PROBLEM REQUIREMENTS. Copy every line from the records below that carries the word "water".

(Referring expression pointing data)
|---|
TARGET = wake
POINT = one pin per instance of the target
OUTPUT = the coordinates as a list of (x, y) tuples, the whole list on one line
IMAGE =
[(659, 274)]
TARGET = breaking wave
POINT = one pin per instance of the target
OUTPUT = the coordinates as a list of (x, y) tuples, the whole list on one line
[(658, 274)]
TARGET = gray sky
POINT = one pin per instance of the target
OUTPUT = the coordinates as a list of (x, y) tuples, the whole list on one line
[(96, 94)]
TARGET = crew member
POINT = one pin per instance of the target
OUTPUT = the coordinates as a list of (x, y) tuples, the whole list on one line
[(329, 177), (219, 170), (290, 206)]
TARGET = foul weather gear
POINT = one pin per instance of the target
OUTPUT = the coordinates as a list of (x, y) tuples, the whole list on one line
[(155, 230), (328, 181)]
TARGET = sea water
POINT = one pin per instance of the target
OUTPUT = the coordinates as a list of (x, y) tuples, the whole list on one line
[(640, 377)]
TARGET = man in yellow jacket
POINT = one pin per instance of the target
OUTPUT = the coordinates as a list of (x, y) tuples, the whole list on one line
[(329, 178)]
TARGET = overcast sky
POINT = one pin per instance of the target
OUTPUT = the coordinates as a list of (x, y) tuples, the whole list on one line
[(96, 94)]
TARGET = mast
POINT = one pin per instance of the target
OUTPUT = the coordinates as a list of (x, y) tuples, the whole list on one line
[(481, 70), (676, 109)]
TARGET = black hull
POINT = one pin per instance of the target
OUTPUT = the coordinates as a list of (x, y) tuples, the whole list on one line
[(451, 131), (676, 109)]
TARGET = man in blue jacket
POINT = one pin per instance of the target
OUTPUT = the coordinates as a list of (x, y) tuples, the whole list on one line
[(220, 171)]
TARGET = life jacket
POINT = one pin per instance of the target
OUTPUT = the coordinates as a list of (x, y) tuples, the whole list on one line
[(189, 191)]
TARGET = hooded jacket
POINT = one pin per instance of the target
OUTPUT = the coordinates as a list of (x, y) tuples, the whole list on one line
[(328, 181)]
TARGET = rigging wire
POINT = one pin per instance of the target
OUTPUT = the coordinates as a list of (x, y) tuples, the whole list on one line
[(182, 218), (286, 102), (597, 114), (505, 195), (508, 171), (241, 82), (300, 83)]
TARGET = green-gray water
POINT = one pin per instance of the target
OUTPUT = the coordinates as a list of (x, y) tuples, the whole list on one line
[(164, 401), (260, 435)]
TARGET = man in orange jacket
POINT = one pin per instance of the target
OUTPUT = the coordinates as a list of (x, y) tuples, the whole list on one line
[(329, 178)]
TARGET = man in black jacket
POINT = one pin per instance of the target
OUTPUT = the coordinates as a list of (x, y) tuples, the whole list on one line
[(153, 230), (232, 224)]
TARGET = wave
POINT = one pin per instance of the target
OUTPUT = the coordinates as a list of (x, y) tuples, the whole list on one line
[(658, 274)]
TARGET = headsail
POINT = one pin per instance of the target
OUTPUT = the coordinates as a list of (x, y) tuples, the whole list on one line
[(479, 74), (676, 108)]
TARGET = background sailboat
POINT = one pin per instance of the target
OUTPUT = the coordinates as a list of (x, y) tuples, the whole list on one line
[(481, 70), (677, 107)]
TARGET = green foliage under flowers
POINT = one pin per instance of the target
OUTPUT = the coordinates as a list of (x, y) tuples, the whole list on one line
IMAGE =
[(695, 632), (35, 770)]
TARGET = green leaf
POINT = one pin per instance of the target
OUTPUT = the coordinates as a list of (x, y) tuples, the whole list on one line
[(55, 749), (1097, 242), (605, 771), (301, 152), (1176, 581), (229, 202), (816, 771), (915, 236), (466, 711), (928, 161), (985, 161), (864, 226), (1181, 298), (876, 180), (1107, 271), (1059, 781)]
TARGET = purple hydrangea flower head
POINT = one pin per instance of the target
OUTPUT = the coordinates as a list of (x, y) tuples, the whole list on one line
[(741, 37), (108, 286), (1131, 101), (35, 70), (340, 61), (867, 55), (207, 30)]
|---|
WRITTEN REPLY.
TARGET = sea water
TARGET = green-gray water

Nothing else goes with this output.